— start Records supplied —

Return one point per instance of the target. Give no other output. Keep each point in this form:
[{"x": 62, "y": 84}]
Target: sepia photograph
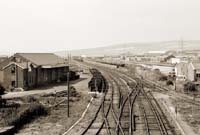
[{"x": 99, "y": 67}]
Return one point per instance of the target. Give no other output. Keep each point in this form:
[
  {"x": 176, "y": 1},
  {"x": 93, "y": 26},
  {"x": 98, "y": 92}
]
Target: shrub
[
  {"x": 189, "y": 87},
  {"x": 25, "y": 116}
]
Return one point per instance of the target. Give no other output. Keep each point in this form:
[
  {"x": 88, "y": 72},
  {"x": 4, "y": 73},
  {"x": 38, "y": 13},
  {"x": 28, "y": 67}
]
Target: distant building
[
  {"x": 3, "y": 58},
  {"x": 194, "y": 71},
  {"x": 181, "y": 71},
  {"x": 29, "y": 70}
]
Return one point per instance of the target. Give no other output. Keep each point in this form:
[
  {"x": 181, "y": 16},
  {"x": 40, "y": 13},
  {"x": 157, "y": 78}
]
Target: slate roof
[
  {"x": 196, "y": 65},
  {"x": 42, "y": 59}
]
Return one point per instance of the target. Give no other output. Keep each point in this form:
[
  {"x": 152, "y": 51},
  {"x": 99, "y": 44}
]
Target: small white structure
[
  {"x": 194, "y": 71},
  {"x": 181, "y": 71}
]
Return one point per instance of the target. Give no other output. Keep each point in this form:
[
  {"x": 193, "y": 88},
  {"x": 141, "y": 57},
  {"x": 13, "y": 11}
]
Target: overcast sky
[{"x": 53, "y": 25}]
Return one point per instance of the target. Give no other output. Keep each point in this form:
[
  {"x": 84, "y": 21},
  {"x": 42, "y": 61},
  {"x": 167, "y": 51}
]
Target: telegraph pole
[{"x": 68, "y": 88}]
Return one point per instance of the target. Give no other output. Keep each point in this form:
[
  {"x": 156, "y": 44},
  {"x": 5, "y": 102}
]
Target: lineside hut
[{"x": 30, "y": 70}]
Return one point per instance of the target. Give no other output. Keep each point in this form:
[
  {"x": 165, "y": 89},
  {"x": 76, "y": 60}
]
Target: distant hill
[{"x": 134, "y": 48}]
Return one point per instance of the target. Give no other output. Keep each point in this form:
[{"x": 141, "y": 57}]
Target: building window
[
  {"x": 13, "y": 83},
  {"x": 13, "y": 70},
  {"x": 198, "y": 75}
]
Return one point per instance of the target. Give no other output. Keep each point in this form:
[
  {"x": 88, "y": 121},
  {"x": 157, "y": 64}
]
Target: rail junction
[{"x": 126, "y": 108}]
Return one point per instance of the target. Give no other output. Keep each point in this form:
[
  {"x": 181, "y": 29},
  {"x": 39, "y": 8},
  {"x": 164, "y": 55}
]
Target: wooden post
[{"x": 68, "y": 89}]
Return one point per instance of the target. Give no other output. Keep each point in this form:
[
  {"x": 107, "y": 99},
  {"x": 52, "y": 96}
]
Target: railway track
[{"x": 118, "y": 110}]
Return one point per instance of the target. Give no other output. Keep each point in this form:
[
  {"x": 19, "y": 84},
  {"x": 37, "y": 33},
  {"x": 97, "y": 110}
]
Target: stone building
[{"x": 30, "y": 70}]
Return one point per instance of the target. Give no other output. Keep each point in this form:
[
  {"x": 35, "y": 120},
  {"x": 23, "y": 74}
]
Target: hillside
[{"x": 134, "y": 48}]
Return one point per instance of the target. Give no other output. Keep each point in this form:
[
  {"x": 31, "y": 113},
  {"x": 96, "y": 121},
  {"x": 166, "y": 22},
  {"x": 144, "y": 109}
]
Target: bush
[
  {"x": 169, "y": 82},
  {"x": 25, "y": 116},
  {"x": 190, "y": 87}
]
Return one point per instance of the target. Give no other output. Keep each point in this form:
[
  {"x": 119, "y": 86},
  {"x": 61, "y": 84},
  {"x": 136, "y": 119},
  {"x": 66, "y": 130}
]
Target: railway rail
[{"x": 118, "y": 108}]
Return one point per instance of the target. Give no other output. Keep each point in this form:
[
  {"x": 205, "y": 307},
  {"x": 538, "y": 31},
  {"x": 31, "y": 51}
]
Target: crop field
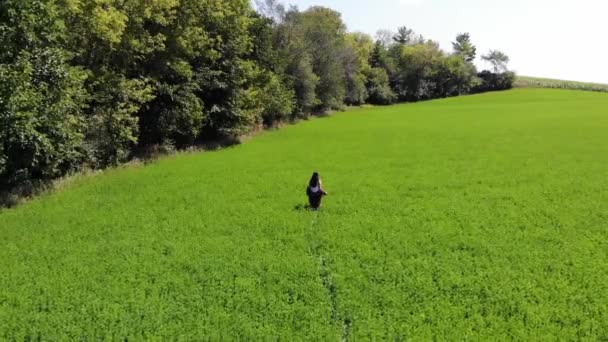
[
  {"x": 479, "y": 217},
  {"x": 535, "y": 82}
]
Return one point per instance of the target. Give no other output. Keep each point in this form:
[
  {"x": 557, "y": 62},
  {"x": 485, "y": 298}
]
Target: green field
[
  {"x": 536, "y": 82},
  {"x": 480, "y": 217}
]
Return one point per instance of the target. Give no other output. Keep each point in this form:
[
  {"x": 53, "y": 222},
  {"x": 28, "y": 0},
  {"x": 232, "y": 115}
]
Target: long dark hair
[{"x": 314, "y": 181}]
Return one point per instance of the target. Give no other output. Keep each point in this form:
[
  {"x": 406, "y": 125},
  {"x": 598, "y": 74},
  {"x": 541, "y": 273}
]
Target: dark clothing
[{"x": 314, "y": 198}]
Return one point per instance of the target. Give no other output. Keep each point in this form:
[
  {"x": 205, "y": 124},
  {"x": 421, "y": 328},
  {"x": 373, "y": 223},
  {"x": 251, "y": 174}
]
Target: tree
[
  {"x": 404, "y": 36},
  {"x": 272, "y": 9},
  {"x": 464, "y": 48},
  {"x": 498, "y": 59},
  {"x": 385, "y": 37}
]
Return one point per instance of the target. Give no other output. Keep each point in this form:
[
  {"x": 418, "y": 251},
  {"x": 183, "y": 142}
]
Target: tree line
[{"x": 92, "y": 83}]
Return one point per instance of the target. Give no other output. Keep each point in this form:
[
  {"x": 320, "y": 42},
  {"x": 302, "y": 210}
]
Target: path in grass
[{"x": 473, "y": 217}]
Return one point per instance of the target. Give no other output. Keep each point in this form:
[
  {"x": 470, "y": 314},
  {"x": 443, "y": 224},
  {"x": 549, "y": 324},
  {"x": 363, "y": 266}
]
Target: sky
[{"x": 564, "y": 39}]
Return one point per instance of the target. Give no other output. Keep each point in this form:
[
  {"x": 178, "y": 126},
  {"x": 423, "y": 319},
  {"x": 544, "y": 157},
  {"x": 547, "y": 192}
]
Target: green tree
[
  {"x": 464, "y": 48},
  {"x": 404, "y": 36},
  {"x": 498, "y": 59}
]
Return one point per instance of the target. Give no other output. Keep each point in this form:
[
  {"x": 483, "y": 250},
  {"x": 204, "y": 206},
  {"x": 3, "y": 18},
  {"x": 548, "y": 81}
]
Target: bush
[
  {"x": 378, "y": 87},
  {"x": 41, "y": 117}
]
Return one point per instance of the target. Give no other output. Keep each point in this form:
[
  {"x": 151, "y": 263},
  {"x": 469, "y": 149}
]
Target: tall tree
[
  {"x": 498, "y": 59},
  {"x": 464, "y": 48},
  {"x": 404, "y": 35}
]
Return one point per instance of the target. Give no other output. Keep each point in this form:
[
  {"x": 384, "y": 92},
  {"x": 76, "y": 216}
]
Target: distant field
[
  {"x": 474, "y": 218},
  {"x": 534, "y": 82}
]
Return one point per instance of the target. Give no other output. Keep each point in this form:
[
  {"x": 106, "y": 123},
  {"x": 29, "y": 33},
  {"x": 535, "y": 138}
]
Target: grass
[
  {"x": 481, "y": 217},
  {"x": 535, "y": 82}
]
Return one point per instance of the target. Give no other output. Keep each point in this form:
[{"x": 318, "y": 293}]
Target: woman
[{"x": 314, "y": 191}]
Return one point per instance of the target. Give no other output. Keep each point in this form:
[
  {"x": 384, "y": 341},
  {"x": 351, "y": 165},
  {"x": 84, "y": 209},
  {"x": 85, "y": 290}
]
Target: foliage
[
  {"x": 474, "y": 218},
  {"x": 464, "y": 48},
  {"x": 535, "y": 82},
  {"x": 498, "y": 60},
  {"x": 94, "y": 83},
  {"x": 493, "y": 82}
]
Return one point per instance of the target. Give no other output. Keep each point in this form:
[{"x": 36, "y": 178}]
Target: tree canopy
[{"x": 95, "y": 83}]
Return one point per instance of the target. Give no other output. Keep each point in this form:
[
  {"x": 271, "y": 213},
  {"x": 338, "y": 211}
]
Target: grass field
[
  {"x": 480, "y": 217},
  {"x": 535, "y": 82}
]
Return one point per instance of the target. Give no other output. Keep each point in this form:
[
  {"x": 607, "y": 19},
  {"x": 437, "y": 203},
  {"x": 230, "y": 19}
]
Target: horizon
[{"x": 533, "y": 44}]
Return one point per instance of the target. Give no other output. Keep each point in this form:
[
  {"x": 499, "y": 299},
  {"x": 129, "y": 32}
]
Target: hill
[{"x": 480, "y": 217}]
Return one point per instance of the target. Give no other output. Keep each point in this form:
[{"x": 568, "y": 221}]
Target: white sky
[{"x": 562, "y": 39}]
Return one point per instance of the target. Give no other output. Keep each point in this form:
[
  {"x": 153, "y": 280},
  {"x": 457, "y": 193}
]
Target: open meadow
[{"x": 478, "y": 217}]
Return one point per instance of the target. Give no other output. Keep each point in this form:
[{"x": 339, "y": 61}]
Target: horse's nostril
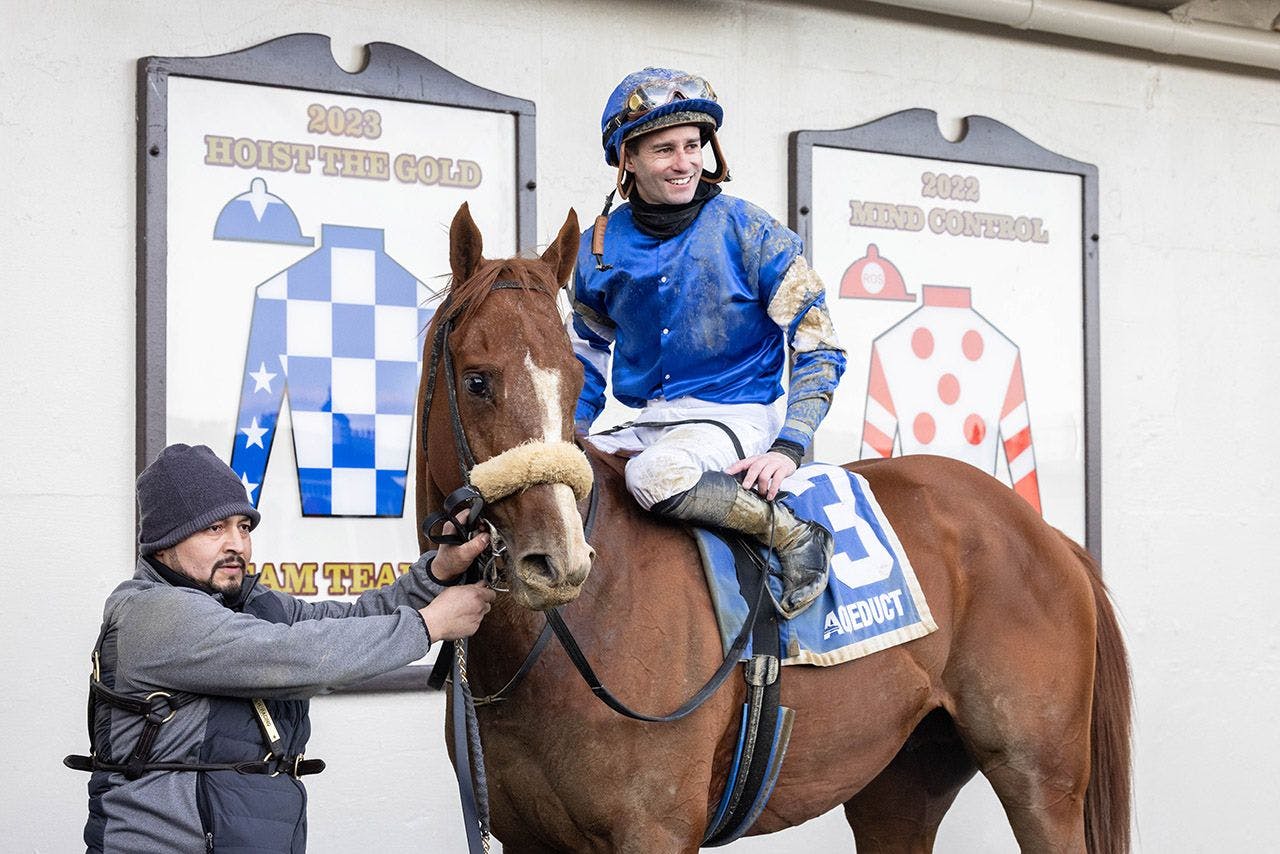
[{"x": 540, "y": 565}]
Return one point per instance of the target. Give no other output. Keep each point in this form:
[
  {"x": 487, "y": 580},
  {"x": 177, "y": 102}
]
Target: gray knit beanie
[{"x": 183, "y": 491}]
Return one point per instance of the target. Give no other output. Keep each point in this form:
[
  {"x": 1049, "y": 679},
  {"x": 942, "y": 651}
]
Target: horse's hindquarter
[{"x": 1015, "y": 626}]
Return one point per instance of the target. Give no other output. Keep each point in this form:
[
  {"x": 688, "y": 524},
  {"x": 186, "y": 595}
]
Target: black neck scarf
[{"x": 668, "y": 220}]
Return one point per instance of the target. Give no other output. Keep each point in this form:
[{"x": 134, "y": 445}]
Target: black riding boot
[{"x": 804, "y": 548}]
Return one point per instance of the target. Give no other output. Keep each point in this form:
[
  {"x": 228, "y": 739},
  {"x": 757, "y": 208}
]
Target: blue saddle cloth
[{"x": 873, "y": 599}]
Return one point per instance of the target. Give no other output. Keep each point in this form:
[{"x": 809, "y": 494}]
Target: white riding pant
[{"x": 671, "y": 460}]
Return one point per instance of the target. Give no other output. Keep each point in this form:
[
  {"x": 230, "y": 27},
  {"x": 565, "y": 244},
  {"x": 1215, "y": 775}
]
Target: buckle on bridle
[
  {"x": 464, "y": 498},
  {"x": 152, "y": 715},
  {"x": 493, "y": 561}
]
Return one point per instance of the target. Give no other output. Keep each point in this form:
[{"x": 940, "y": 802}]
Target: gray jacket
[{"x": 213, "y": 656}]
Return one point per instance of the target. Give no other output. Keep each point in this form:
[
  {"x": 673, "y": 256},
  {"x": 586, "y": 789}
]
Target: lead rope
[{"x": 472, "y": 784}]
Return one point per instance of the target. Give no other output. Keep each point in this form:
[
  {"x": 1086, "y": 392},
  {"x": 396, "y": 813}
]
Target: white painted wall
[{"x": 1187, "y": 155}]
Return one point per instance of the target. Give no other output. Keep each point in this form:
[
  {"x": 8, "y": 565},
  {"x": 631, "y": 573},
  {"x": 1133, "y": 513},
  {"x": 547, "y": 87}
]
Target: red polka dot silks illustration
[{"x": 945, "y": 380}]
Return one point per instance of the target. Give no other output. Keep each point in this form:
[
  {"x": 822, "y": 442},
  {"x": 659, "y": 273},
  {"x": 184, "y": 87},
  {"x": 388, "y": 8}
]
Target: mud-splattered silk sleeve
[{"x": 799, "y": 306}]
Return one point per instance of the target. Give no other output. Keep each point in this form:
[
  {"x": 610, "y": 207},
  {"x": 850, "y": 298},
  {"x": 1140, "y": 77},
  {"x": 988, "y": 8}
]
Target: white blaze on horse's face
[
  {"x": 547, "y": 384},
  {"x": 552, "y": 558}
]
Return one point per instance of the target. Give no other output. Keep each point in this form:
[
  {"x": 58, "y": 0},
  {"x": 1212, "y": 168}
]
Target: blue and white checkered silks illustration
[
  {"x": 341, "y": 333},
  {"x": 257, "y": 217}
]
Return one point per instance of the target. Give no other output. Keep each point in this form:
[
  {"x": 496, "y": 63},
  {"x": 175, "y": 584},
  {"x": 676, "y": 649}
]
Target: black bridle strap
[{"x": 607, "y": 697}]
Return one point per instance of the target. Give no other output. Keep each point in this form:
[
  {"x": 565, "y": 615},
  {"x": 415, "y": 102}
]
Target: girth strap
[
  {"x": 156, "y": 709},
  {"x": 691, "y": 704},
  {"x": 766, "y": 726}
]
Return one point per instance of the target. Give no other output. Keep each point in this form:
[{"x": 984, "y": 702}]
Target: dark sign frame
[
  {"x": 297, "y": 62},
  {"x": 915, "y": 133}
]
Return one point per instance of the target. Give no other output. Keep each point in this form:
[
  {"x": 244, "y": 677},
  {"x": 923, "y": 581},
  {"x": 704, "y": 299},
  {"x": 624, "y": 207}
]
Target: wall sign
[
  {"x": 963, "y": 278},
  {"x": 292, "y": 233}
]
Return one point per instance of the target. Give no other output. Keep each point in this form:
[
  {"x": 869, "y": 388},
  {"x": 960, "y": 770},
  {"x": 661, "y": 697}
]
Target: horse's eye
[{"x": 476, "y": 384}]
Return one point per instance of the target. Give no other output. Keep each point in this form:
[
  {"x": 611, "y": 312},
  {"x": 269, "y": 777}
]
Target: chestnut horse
[{"x": 1025, "y": 679}]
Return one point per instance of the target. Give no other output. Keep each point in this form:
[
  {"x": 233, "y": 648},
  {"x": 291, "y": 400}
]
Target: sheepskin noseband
[{"x": 531, "y": 464}]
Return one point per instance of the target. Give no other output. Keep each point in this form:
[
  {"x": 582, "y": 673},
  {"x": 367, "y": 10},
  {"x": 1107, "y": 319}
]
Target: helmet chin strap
[
  {"x": 625, "y": 182},
  {"x": 721, "y": 165}
]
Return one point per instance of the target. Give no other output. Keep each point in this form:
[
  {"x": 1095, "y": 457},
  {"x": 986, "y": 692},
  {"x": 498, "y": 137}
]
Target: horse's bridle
[{"x": 469, "y": 498}]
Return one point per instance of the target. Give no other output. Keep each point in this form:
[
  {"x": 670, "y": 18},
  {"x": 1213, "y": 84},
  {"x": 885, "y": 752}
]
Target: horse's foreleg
[{"x": 899, "y": 812}]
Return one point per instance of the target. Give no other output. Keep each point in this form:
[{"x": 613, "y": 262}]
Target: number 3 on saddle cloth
[{"x": 873, "y": 599}]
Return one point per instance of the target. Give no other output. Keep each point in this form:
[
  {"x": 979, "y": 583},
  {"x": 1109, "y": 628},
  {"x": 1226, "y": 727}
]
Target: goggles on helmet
[{"x": 654, "y": 94}]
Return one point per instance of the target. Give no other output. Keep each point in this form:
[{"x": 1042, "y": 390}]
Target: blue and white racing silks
[
  {"x": 705, "y": 314},
  {"x": 341, "y": 333}
]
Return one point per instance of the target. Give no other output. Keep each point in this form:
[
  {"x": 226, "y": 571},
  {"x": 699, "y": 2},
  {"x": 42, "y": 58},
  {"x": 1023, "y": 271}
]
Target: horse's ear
[
  {"x": 465, "y": 245},
  {"x": 562, "y": 252}
]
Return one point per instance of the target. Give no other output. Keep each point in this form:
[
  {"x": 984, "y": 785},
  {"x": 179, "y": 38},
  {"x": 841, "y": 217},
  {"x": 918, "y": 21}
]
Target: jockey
[{"x": 698, "y": 297}]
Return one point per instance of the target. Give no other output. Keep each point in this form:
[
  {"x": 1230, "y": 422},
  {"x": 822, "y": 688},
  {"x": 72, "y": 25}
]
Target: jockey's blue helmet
[{"x": 653, "y": 99}]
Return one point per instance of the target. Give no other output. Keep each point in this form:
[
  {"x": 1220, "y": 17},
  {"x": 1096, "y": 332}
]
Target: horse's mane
[{"x": 462, "y": 298}]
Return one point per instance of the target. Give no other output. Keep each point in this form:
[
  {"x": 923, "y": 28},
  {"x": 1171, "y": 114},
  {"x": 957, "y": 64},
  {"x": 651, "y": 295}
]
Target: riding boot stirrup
[{"x": 804, "y": 548}]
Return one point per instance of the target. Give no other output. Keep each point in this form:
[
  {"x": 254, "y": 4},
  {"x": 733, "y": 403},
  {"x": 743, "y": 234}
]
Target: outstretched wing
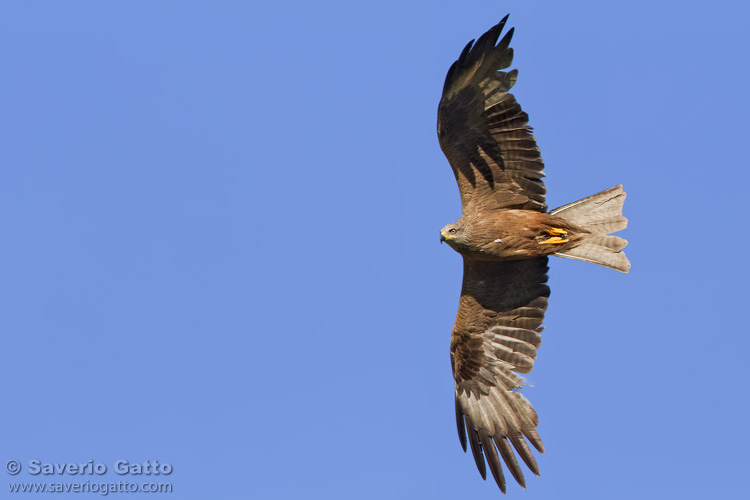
[
  {"x": 496, "y": 335},
  {"x": 485, "y": 134}
]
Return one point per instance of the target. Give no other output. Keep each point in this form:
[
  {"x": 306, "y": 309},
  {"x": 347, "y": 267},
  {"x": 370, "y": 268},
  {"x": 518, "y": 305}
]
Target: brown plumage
[{"x": 505, "y": 235}]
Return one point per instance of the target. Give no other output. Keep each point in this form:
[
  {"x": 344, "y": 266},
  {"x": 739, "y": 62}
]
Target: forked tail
[{"x": 600, "y": 214}]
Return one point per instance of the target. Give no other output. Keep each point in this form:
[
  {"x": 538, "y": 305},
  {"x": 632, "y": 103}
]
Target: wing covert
[
  {"x": 485, "y": 134},
  {"x": 496, "y": 335}
]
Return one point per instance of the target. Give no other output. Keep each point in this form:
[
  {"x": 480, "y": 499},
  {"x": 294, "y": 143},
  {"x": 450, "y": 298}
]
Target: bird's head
[{"x": 453, "y": 234}]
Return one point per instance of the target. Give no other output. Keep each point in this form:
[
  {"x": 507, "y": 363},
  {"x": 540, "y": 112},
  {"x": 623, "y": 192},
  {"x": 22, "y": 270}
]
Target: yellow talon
[{"x": 555, "y": 240}]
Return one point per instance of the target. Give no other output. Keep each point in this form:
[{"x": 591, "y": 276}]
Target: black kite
[{"x": 505, "y": 235}]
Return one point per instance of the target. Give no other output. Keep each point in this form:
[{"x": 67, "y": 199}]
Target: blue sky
[{"x": 220, "y": 245}]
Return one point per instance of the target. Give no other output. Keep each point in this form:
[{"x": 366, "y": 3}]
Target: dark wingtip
[{"x": 460, "y": 425}]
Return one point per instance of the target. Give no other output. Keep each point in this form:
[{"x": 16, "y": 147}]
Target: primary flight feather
[{"x": 505, "y": 235}]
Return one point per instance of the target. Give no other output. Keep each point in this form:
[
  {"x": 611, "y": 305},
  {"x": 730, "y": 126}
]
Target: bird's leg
[{"x": 556, "y": 236}]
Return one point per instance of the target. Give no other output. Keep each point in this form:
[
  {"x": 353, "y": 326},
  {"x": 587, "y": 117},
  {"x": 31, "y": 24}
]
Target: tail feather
[{"x": 599, "y": 214}]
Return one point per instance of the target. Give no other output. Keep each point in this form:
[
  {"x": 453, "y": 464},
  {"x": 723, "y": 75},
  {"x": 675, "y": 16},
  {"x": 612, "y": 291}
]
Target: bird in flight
[{"x": 505, "y": 235}]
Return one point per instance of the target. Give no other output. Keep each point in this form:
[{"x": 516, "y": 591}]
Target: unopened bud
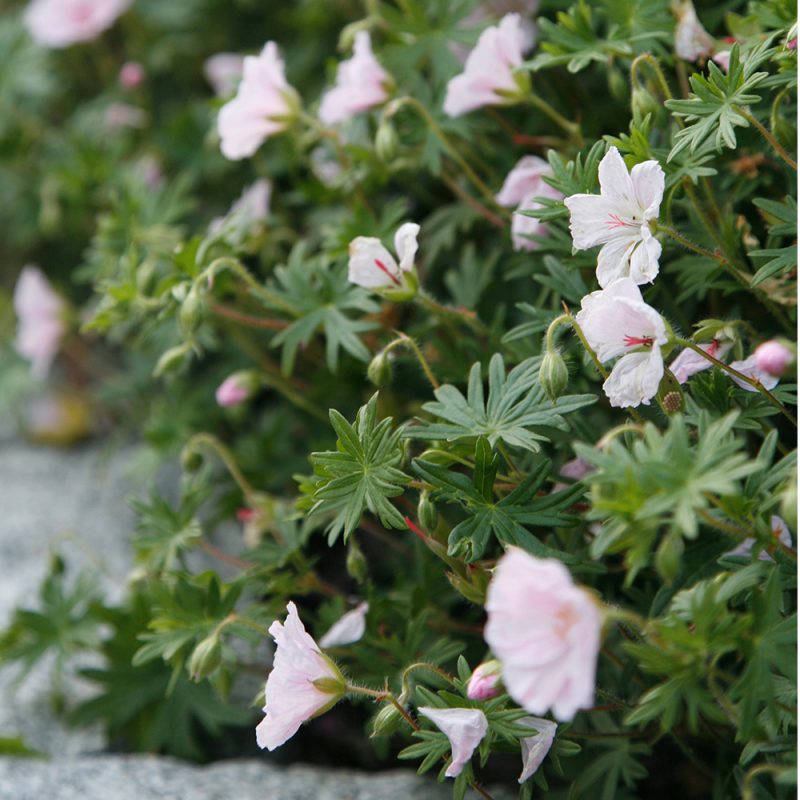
[
  {"x": 171, "y": 360},
  {"x": 427, "y": 513},
  {"x": 380, "y": 370},
  {"x": 484, "y": 682},
  {"x": 192, "y": 309},
  {"x": 386, "y": 141},
  {"x": 553, "y": 374},
  {"x": 356, "y": 562},
  {"x": 670, "y": 394},
  {"x": 205, "y": 658}
]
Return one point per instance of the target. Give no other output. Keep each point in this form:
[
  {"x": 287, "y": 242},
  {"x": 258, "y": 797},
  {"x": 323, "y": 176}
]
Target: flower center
[
  {"x": 383, "y": 268},
  {"x": 615, "y": 221},
  {"x": 634, "y": 341}
]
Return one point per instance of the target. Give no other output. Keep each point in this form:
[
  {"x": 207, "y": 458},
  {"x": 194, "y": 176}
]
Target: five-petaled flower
[
  {"x": 617, "y": 322},
  {"x": 304, "y": 682},
  {"x": 264, "y": 105},
  {"x": 488, "y": 78},
  {"x": 361, "y": 84},
  {"x": 40, "y": 312},
  {"x": 374, "y": 267},
  {"x": 546, "y": 633},
  {"x": 619, "y": 219},
  {"x": 61, "y": 23},
  {"x": 464, "y": 727},
  {"x": 521, "y": 188}
]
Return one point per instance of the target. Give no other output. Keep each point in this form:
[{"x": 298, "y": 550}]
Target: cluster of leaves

— end Records supplied —

● **Task description**
Report every line of the rows above that contains the word "white", copying each line in full. Case counts.

● **Output of the exercise**
Target: small white structure
Target: white sky
Target: white riding pant
Target: white painted wall
Target: white blaze on horse's face
Target: blue and white checkered silks illustration
Target: blue and white racing silks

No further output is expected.